=== Stored records ===
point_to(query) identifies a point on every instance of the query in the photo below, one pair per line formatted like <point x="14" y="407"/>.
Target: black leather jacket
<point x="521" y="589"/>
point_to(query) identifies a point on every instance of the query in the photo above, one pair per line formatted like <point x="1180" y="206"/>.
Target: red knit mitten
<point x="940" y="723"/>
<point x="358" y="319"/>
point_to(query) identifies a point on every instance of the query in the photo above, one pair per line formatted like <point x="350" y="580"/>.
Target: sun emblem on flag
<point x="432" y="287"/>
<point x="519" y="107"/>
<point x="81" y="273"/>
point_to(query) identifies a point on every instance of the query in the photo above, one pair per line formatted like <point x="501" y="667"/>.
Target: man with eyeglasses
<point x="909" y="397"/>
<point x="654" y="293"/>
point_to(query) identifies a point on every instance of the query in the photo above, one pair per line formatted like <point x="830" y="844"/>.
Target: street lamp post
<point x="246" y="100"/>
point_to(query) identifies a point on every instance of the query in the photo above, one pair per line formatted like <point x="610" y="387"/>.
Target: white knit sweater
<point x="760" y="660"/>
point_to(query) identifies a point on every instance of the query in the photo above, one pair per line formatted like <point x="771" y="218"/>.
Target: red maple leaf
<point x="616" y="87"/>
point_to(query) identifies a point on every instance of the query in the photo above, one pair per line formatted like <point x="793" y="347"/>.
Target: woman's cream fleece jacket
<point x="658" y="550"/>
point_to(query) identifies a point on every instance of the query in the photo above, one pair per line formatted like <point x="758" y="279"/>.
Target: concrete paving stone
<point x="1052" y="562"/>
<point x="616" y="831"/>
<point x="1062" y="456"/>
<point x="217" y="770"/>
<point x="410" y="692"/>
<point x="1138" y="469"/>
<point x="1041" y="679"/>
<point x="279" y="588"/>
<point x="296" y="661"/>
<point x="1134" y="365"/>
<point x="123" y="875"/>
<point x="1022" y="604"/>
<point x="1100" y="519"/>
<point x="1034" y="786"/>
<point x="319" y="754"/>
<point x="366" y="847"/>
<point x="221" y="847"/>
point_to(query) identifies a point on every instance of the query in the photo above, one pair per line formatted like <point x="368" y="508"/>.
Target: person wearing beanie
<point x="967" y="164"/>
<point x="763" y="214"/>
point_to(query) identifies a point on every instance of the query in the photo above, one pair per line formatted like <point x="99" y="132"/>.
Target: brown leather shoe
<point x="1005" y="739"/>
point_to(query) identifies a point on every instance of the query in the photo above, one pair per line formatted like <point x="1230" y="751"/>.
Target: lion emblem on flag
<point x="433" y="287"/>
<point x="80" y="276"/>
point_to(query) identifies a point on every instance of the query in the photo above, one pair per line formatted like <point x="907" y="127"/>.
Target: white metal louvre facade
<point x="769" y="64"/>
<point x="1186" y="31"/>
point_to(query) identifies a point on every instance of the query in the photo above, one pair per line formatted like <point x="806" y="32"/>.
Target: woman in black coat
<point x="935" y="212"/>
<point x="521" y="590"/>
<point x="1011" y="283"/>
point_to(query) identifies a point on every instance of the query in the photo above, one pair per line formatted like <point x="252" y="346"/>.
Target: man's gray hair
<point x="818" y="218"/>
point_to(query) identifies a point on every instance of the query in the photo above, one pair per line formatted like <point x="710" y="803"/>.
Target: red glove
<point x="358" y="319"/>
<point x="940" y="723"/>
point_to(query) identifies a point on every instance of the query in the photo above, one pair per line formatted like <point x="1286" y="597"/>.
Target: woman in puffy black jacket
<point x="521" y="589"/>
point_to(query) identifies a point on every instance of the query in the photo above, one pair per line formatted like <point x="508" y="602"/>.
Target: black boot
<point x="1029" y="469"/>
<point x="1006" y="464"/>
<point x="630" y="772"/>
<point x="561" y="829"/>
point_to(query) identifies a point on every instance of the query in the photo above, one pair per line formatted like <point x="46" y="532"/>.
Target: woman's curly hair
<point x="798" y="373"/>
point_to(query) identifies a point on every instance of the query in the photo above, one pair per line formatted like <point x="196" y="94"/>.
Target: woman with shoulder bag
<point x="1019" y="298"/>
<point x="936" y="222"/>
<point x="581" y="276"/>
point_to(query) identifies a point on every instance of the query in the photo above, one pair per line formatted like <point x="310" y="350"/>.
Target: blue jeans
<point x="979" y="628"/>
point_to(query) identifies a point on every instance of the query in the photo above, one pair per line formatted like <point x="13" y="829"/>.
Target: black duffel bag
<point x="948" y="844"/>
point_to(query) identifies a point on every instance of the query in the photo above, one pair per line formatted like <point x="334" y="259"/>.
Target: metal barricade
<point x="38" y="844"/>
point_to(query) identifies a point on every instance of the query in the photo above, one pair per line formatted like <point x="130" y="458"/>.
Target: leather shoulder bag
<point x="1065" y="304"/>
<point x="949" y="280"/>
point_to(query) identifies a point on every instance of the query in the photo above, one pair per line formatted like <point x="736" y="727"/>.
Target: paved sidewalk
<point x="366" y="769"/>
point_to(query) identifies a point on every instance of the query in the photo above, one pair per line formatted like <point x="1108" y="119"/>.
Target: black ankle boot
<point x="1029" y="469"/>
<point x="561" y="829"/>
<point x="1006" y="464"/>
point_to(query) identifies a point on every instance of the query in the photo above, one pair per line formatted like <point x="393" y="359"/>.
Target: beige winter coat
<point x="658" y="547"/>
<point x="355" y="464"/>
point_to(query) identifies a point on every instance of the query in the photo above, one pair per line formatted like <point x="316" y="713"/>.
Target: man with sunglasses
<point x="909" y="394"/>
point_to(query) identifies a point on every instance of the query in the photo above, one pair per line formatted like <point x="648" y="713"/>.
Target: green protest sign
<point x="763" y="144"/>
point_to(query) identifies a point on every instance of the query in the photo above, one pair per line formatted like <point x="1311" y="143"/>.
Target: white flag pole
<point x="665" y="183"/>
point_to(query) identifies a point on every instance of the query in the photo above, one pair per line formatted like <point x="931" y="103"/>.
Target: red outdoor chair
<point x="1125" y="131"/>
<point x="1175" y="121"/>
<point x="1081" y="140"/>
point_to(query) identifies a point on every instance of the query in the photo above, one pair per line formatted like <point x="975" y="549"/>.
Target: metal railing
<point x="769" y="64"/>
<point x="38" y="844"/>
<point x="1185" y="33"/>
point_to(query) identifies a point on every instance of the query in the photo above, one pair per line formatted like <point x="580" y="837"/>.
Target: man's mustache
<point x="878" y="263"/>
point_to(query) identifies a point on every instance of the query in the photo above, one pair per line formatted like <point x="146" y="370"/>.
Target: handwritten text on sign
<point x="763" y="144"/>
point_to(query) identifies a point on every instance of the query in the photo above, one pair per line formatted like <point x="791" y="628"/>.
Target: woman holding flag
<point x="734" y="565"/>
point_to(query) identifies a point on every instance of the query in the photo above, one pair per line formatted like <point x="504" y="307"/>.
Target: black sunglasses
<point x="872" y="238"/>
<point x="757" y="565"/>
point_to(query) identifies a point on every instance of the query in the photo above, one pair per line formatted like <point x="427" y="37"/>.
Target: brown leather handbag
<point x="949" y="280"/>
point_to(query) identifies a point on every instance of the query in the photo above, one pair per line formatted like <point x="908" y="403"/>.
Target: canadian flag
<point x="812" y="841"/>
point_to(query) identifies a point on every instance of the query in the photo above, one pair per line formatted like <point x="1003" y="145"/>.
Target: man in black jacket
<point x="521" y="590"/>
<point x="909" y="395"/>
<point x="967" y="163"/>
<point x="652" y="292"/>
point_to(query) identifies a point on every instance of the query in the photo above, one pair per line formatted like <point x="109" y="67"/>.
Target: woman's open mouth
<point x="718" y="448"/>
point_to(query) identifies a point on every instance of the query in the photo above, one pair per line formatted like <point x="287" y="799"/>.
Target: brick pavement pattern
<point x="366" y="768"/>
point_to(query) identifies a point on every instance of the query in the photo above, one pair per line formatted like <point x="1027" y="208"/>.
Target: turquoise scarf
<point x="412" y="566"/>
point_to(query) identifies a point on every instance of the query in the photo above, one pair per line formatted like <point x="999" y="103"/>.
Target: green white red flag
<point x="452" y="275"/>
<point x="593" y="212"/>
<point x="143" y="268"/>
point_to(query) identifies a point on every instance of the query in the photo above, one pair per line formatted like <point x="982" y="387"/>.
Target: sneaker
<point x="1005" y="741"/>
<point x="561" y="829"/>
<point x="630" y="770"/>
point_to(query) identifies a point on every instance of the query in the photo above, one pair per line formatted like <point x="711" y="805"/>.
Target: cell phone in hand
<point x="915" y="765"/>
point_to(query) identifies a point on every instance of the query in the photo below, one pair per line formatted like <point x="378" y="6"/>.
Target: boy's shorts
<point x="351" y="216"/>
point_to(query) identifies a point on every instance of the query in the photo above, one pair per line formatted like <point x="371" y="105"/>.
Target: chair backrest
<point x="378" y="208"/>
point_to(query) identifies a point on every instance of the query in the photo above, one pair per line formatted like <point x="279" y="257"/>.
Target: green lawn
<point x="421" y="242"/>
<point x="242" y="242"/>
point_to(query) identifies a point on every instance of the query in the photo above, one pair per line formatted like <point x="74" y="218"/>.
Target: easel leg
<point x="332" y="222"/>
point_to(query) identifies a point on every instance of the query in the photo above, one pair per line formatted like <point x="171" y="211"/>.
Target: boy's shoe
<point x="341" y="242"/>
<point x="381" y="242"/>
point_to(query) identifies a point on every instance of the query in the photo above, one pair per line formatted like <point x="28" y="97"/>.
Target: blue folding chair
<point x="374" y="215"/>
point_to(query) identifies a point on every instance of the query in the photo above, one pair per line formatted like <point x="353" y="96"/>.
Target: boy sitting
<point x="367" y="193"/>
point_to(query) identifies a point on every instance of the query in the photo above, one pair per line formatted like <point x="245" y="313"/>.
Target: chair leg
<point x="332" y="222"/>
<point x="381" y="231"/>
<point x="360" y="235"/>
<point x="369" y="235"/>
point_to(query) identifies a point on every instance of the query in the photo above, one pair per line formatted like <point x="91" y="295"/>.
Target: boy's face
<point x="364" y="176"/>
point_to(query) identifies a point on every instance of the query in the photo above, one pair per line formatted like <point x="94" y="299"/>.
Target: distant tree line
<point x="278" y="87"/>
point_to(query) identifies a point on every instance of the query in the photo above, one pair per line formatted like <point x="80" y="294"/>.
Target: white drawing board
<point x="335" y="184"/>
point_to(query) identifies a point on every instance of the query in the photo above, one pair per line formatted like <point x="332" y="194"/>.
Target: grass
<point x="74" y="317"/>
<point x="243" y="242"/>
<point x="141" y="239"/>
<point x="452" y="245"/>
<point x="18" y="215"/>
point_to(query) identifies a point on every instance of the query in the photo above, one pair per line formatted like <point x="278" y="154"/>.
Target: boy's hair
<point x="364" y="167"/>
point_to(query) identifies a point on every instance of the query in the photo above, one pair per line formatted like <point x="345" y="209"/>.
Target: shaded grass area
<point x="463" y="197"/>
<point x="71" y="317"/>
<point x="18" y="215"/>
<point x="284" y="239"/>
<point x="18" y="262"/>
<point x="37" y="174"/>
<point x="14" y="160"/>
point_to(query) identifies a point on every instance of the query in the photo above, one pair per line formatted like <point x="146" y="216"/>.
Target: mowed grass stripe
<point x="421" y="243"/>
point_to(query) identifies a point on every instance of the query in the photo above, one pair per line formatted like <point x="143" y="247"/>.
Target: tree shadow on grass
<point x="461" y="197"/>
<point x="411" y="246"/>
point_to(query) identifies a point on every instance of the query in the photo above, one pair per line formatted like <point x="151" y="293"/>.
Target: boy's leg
===
Locate every line in the items above that contains the word "shoulder" and copy each of those lines.

Target: woman with shoulder bag
Target: leather shoulder bag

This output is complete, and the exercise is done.